[Source data]
=-=-=-=-=
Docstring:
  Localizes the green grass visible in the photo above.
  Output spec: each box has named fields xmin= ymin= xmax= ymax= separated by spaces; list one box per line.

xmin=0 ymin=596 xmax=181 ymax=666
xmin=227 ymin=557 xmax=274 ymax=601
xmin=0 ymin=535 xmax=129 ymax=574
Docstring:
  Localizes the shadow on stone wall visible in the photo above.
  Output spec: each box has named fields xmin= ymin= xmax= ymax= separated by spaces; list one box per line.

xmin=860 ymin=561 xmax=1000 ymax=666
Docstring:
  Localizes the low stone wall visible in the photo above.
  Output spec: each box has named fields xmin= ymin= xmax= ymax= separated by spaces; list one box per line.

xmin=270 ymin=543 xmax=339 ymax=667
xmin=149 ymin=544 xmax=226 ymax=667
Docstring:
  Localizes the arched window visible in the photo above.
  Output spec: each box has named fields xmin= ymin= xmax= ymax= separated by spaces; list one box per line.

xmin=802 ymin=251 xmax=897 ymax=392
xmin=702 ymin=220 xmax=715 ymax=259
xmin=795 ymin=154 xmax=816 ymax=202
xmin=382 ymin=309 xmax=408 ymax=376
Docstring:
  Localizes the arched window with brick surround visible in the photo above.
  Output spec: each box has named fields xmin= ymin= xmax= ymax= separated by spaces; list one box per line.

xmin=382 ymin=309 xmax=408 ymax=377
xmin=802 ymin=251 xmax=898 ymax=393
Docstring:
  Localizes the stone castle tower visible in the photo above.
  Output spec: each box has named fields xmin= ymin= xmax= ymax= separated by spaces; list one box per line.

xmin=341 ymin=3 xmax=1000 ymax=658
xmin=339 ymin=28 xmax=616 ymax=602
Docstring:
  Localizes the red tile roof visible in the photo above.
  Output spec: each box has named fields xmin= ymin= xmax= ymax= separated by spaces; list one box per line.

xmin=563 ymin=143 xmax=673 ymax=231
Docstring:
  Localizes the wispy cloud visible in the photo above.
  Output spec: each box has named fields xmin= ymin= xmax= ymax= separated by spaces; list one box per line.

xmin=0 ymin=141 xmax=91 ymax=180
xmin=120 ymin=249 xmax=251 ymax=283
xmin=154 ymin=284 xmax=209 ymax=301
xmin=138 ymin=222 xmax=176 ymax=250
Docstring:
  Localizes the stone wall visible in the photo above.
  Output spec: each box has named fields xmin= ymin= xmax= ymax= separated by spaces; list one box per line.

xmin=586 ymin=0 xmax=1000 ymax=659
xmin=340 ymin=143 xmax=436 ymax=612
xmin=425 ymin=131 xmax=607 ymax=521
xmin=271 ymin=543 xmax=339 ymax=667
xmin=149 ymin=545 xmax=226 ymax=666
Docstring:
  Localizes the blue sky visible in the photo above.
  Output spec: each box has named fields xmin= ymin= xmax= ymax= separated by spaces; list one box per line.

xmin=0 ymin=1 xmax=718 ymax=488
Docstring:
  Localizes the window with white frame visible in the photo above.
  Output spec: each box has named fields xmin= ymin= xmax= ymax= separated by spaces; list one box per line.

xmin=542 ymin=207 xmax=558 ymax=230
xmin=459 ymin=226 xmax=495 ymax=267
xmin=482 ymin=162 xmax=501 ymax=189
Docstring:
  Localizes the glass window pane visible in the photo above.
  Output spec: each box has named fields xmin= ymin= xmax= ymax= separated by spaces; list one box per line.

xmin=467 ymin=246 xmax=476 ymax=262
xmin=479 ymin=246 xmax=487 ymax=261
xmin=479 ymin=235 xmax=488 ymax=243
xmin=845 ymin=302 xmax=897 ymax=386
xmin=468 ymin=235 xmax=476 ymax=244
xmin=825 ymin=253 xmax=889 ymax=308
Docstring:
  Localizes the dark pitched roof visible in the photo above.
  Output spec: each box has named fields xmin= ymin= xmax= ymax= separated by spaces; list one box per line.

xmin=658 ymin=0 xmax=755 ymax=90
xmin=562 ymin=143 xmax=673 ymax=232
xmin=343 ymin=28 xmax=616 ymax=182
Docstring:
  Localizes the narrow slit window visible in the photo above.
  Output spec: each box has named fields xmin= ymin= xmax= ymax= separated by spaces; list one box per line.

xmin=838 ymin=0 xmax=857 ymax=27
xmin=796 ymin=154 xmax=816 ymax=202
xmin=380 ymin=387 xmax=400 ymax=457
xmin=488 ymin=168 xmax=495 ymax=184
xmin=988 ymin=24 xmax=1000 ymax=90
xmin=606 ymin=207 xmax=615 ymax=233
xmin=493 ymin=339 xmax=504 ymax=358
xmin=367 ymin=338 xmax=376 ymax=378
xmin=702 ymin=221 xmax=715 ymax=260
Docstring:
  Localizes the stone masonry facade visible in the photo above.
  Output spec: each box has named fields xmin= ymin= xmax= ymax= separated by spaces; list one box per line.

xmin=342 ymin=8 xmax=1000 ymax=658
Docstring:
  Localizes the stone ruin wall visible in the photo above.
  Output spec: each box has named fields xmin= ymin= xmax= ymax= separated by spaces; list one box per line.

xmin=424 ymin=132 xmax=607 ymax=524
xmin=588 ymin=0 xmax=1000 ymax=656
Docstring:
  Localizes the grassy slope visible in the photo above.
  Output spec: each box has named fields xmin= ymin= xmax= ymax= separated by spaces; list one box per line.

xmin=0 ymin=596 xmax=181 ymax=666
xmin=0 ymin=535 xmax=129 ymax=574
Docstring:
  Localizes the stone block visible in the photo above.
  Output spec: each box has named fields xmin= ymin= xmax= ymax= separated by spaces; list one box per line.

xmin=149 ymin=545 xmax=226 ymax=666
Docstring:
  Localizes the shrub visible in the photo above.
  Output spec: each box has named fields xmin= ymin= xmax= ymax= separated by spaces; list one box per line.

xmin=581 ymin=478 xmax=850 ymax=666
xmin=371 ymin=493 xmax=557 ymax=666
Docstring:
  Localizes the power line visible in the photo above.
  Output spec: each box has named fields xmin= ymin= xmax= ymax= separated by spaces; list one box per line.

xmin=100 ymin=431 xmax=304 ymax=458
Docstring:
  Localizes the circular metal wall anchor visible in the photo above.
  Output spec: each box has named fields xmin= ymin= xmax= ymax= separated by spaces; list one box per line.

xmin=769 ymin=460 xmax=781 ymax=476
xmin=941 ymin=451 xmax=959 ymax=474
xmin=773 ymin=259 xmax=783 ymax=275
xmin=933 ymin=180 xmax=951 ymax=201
=-=-=-=-=
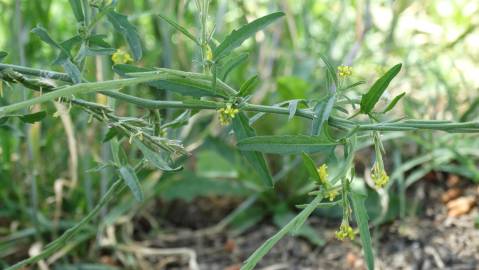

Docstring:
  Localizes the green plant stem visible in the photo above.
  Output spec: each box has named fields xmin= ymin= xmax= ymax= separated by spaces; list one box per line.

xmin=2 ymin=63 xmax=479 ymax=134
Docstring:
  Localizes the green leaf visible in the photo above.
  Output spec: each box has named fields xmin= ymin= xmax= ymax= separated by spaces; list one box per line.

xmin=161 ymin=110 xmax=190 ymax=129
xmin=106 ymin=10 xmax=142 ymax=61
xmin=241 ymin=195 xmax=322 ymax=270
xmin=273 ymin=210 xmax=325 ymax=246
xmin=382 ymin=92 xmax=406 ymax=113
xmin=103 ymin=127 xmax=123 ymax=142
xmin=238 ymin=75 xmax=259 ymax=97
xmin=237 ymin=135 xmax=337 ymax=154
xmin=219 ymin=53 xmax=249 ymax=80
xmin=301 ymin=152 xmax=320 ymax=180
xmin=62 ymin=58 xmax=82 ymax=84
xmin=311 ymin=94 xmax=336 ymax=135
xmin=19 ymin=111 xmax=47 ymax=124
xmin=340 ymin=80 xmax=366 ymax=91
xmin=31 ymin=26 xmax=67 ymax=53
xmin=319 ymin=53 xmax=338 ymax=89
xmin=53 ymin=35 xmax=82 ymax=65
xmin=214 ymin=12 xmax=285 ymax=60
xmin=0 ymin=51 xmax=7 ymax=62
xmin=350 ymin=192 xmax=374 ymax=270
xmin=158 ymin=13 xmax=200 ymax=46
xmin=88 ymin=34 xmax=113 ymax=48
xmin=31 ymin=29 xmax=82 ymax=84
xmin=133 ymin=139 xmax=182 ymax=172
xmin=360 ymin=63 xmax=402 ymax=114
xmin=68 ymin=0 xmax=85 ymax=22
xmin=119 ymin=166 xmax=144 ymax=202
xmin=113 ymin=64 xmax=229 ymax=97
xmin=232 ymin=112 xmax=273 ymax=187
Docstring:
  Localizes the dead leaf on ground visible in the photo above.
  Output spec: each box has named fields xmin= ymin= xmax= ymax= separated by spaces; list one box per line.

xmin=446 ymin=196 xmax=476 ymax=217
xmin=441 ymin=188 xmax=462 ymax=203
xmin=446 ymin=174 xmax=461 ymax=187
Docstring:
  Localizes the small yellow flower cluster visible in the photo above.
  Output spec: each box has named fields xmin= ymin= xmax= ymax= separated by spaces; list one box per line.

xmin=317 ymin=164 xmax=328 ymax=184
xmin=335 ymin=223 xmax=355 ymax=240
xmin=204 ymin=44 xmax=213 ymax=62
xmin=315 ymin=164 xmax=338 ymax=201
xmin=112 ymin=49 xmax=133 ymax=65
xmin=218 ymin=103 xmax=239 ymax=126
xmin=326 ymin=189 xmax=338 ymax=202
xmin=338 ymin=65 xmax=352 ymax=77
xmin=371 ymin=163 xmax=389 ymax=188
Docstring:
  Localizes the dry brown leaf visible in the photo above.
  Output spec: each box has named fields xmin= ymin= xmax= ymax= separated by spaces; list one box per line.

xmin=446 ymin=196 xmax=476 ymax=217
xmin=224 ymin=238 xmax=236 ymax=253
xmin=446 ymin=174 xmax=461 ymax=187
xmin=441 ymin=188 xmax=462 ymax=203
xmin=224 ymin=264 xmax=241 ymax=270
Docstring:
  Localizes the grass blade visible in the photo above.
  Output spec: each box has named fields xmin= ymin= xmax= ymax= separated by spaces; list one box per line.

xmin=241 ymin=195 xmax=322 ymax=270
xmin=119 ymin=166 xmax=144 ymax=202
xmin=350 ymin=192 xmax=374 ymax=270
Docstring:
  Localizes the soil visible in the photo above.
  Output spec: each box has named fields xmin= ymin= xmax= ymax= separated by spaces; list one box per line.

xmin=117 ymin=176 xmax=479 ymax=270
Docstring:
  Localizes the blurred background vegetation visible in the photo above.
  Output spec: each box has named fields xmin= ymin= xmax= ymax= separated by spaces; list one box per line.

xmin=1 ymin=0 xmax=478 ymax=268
=-=-=-=-=
• _TASK TO CARRY OUT_: Gather each line in these records that contains the string "green".

• _SOLUTION_:
  Localizes the green grass visible in the photo above.
  Localizes the green plant stem visible in the photo above.
  Localizes the green leaf visible in the photo above.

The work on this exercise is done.